• Problem set:
a) In the forum thread, which player is Boozer said to be bullying?
b) Return the passage of the forum thread between "With Rose getting" and "in the playoffs.", inclusive, word for word.
c) Do these statements agree with the forum thread? Answer yes or no for each, quoting the words that decide it. (i) Wade2Bosh reports that Bosh has scored his first basket of the game. (ii) zanshadow says Boozer and Noah dominated their last matchup. (iii) Dee-Zy says Boozer tends to disappear in the playoffs.

• Document section:
"""

Watching Bulls and Pacers, I hope that they meet in the playoffs before Miami.

Noah and Boozer can sure wear Hibbert and West down (Especially West).

Boozer is bullying West right now.


----------



## Wade2Bosh (Mar 31, 2004)

Bosh gets his 1st basket of the game


----------



## zanshadow (Jun 26, 2013)

Boozer and Noah got abused in their last match up though. We'll see...


----------



## zanshadow (Jun 26, 2013)

Air Ball on wide open look? LoL,

kiddin me?


----------



## Wade2Bosh (Mar 31, 2004)

Walker drawing fouls on everybody


----------



## Dee-Zy (Jan 12, 2006)

zanshadow said:


> Boozer and Noah got abused in their last match up though. We'll see...


With Rose getting more attention, it might be a little different. Pacers just woke up. I think they will win tonight but Boozer can do whatever he wants with West. Then again, Boozer tends to disappear in the playoffs.


----------



## Wade2Bosh (Mar 31, 2004)

Foul after foul after foul.


----------



## Wade2Bosh (Mar 31, 2004)

Wade playing like shit tonight.

Heat only up 3 with the bobcats shooting 32%.

"""

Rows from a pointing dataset

"""

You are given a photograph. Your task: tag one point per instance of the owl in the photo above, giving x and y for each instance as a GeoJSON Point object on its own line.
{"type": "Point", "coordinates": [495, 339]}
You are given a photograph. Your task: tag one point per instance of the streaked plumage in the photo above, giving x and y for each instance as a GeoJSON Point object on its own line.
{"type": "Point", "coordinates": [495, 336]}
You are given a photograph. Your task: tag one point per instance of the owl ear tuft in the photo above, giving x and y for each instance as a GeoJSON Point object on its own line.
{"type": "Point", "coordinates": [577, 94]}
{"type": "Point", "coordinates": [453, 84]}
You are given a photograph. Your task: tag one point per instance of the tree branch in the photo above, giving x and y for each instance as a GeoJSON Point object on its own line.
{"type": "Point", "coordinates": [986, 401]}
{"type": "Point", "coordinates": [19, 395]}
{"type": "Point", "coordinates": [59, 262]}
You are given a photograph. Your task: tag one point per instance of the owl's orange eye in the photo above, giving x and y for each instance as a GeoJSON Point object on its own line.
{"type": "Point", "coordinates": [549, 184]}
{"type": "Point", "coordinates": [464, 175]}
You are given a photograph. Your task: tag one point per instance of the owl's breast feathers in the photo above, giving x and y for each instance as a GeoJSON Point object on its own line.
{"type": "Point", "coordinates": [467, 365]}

"""

• Responses for each task:
a) West

b)
With Rose getting more attention, it might be a little different. Pacers just woke up. I think they will win tonight but Boozer can do whatever he wants with West. Then again, Boozer tends to disappear in the playoffs.

c)
(i) Yes: "Bosh gets his 1st basket of the game"
(ii) No: "Boozer and Noah got abused in their last match up though."
(iii) Yes: "Then again, Boozer tends to disappear in the playoffs."